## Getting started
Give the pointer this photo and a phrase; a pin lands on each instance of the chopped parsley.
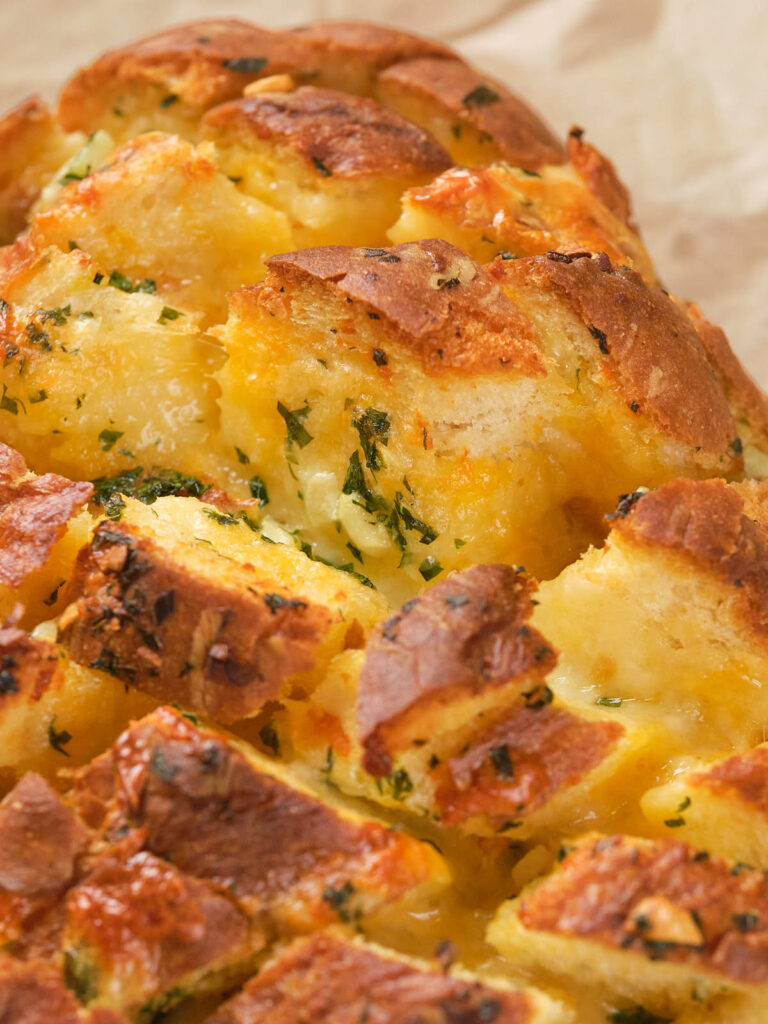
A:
(430, 567)
(108, 438)
(373, 428)
(258, 489)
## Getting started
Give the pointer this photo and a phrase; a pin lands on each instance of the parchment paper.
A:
(675, 91)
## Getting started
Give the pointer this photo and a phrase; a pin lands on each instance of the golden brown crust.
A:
(643, 896)
(744, 776)
(327, 980)
(643, 341)
(199, 803)
(374, 46)
(600, 176)
(747, 399)
(34, 513)
(23, 129)
(526, 215)
(714, 525)
(28, 666)
(521, 764)
(41, 841)
(142, 912)
(463, 93)
(201, 64)
(34, 993)
(165, 625)
(441, 306)
(465, 635)
(337, 135)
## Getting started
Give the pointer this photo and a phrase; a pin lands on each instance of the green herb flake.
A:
(502, 762)
(80, 977)
(169, 313)
(108, 438)
(373, 429)
(246, 66)
(481, 95)
(268, 736)
(322, 167)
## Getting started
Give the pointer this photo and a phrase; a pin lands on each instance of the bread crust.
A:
(544, 750)
(744, 776)
(201, 64)
(600, 176)
(440, 306)
(33, 992)
(717, 526)
(333, 133)
(451, 85)
(748, 400)
(642, 341)
(328, 979)
(608, 889)
(34, 513)
(465, 635)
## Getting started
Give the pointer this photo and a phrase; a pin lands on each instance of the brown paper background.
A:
(675, 91)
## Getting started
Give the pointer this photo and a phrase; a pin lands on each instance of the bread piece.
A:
(656, 924)
(336, 164)
(333, 980)
(409, 378)
(34, 993)
(42, 843)
(721, 807)
(476, 118)
(499, 209)
(102, 372)
(192, 604)
(55, 714)
(42, 527)
(446, 715)
(32, 147)
(161, 211)
(667, 623)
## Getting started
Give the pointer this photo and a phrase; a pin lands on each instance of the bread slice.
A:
(334, 163)
(329, 978)
(75, 330)
(721, 806)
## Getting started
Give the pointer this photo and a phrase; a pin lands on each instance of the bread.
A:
(343, 408)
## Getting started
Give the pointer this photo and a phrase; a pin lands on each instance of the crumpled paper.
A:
(675, 91)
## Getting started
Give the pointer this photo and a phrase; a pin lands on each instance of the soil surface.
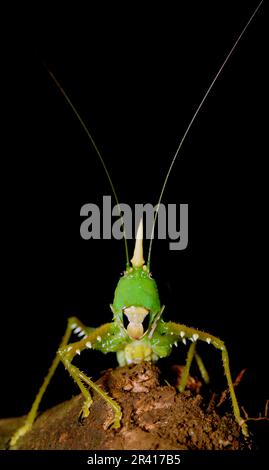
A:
(155, 416)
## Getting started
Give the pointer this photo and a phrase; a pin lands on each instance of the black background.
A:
(136, 74)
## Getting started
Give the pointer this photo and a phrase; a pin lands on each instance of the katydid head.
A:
(136, 300)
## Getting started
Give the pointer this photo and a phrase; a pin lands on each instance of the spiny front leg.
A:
(193, 334)
(67, 354)
(73, 324)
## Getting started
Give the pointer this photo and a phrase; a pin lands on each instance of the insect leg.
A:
(66, 355)
(72, 324)
(202, 368)
(193, 334)
(186, 370)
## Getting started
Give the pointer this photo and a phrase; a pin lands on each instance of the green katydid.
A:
(136, 299)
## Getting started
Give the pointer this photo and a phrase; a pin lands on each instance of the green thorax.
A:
(136, 287)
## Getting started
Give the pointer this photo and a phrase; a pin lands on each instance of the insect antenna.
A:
(193, 119)
(86, 130)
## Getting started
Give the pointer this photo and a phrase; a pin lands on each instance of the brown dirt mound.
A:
(155, 416)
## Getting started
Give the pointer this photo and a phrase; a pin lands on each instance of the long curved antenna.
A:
(193, 119)
(96, 150)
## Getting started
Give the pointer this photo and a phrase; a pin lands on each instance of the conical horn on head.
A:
(137, 259)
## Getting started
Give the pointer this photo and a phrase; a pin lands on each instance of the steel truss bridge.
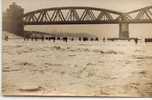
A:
(89, 15)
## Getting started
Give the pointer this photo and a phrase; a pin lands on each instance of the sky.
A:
(112, 30)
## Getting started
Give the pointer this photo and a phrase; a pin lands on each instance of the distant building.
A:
(13, 19)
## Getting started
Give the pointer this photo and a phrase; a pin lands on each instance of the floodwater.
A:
(45, 68)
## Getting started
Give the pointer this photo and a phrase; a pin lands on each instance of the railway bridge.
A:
(75, 15)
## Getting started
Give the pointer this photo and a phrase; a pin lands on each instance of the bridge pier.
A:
(124, 31)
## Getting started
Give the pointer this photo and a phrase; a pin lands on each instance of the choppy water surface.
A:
(119, 68)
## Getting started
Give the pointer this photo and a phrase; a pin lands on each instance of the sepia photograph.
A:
(82, 48)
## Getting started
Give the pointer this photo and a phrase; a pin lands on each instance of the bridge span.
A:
(79, 15)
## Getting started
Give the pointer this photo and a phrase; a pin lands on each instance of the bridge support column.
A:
(13, 19)
(123, 31)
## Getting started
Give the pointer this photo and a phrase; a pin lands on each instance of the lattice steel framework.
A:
(86, 15)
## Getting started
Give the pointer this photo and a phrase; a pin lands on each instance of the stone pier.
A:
(124, 31)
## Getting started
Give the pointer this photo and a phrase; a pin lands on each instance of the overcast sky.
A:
(117, 5)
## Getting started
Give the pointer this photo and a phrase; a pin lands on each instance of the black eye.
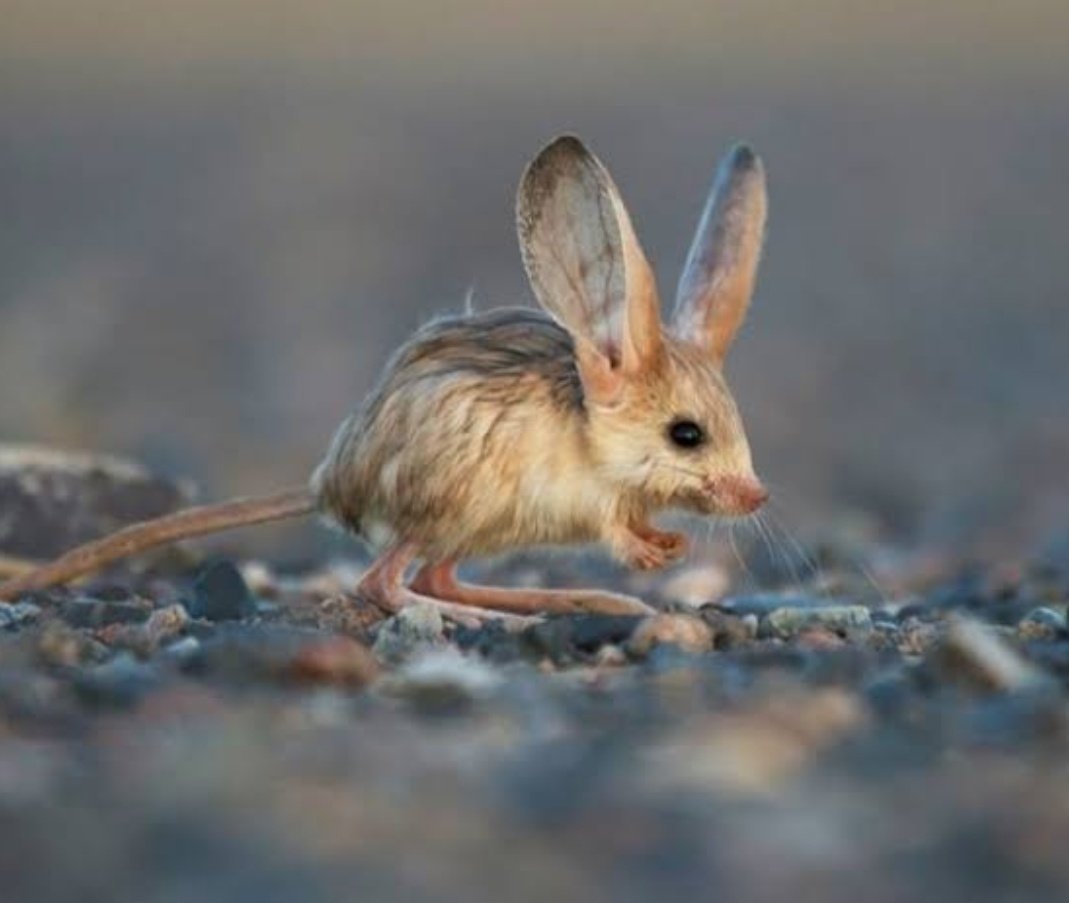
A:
■ ■ ■ ■ ■
■ **TASK OBJECTIVE**
Pick out every line in the listing above that contains the word "brown", and copy each one. Case matters.

■ **SOLUTION TO THIS PROBLEM**
Give the pointer this photo and a phrase; a pin lands on each instance of the golden brown crust.
Give the pointer this photo and a phrase; a pin lands on each instance of the brown paper background.
Give the pointer this photo and a phrase; a pin lands on each instance of the brown dirt mound.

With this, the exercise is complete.